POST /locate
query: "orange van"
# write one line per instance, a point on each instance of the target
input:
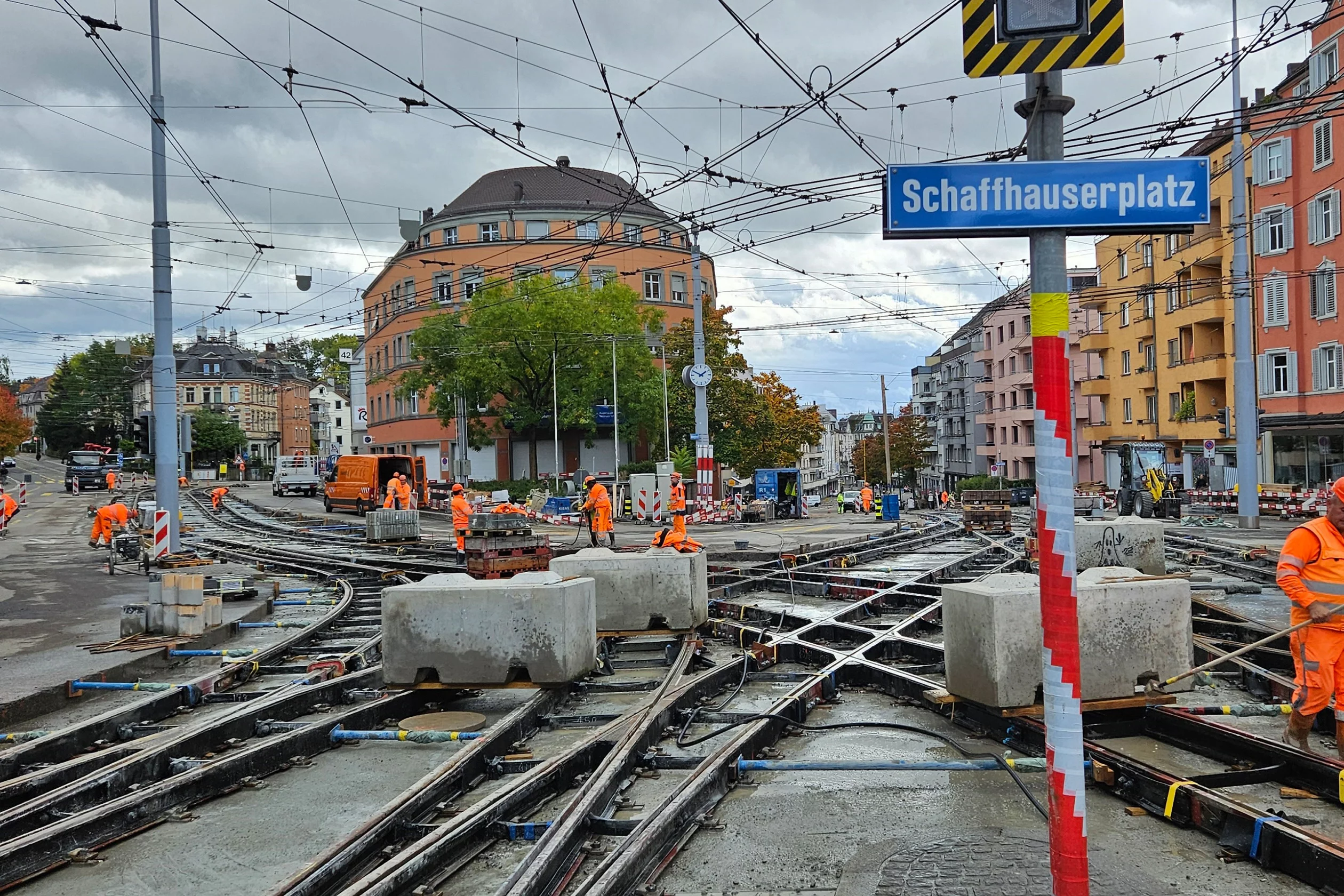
(359, 481)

+ + + + +

§ **Problem**
Present every line of the rows above as a numbered list, omitting blank lines. Leave the pictures out of the list.

§ **Response to the exercise**
1. POST /locate
2. query: "orange van"
3. # write one line per instance, a point on each instance of the target
4. input:
5. (359, 481)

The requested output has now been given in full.